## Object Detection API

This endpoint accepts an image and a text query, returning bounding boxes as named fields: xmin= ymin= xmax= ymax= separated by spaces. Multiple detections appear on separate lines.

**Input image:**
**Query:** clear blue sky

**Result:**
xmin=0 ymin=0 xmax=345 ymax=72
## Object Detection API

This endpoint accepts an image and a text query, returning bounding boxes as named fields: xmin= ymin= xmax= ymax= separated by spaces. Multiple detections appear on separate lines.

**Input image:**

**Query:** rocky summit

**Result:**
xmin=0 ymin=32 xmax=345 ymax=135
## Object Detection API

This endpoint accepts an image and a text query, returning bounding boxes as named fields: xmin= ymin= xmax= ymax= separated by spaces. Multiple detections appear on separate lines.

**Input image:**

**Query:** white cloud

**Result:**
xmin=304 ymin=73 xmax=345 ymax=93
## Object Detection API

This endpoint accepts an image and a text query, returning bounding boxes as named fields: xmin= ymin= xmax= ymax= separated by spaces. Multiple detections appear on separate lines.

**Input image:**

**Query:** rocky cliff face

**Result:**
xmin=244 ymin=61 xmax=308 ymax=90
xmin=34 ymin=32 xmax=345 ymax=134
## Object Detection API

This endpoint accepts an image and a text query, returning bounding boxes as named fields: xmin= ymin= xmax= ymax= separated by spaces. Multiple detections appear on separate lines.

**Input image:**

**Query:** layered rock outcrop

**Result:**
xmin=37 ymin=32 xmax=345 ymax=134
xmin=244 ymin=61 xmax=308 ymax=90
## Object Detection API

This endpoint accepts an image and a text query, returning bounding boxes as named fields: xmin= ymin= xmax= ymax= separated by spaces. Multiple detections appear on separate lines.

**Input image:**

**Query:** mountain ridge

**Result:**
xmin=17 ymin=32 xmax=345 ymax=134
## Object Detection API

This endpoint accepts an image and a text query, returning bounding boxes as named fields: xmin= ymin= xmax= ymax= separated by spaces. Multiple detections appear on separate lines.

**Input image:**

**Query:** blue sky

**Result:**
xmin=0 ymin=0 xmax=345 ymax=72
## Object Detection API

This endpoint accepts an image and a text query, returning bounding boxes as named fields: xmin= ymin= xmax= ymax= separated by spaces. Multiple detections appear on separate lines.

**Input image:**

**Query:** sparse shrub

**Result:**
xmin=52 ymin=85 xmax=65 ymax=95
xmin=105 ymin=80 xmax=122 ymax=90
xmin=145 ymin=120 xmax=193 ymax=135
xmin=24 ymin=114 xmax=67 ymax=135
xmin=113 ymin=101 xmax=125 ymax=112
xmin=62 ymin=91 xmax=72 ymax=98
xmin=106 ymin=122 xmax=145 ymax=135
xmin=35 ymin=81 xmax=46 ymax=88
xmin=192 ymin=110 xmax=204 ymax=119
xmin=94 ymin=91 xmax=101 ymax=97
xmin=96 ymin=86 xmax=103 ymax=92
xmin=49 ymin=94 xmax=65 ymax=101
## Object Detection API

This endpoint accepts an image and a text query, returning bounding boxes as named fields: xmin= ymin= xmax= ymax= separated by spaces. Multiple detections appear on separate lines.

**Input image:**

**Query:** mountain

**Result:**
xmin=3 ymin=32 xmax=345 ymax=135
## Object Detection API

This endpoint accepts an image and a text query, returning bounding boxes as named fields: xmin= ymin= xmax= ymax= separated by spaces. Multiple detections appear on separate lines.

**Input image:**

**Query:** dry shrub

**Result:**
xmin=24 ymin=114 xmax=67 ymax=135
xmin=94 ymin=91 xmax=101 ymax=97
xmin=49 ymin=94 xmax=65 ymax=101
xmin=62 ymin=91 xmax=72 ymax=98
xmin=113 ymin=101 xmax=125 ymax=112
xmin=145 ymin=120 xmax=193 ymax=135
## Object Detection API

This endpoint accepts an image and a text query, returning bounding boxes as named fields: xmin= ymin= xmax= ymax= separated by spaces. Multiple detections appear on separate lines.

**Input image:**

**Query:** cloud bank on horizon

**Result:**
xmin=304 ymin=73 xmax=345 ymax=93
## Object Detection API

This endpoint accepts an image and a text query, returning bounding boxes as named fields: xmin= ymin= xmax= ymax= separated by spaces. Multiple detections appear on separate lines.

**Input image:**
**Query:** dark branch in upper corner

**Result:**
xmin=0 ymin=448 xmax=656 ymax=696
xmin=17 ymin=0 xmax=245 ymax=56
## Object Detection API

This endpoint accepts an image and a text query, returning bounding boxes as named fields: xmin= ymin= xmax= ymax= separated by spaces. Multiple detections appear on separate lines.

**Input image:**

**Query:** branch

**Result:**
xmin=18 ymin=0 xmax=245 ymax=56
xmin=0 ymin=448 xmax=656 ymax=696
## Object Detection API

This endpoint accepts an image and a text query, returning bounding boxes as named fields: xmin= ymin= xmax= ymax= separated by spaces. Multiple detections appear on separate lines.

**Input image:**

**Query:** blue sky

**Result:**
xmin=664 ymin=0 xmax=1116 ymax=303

──────────────────────────────

Requirement
Reproduce the lines above without any change, starting with the very first line and ending after the line that contains "xmin=0 ymin=32 xmax=345 ymax=135".

Finished task
## Object Detection API

This endpoint accepts an image and a text query, returning bounding boxes as named fields: xmin= ymin= xmax= ymax= separated by spaces. Multiple detections appear on separate lines.

**Input image:**
**Query:** clear blue sky

**Result:**
xmin=0 ymin=0 xmax=345 ymax=72
## Object Detection API

This endpoint accepts an image and a text query, returning bounding boxes as named fields: xmin= ymin= xmax= ymax= separated by spaces. Multiple detections appear on separate lines.

**Input image:**

**Query:** rocky summit

**Result:**
xmin=0 ymin=32 xmax=345 ymax=135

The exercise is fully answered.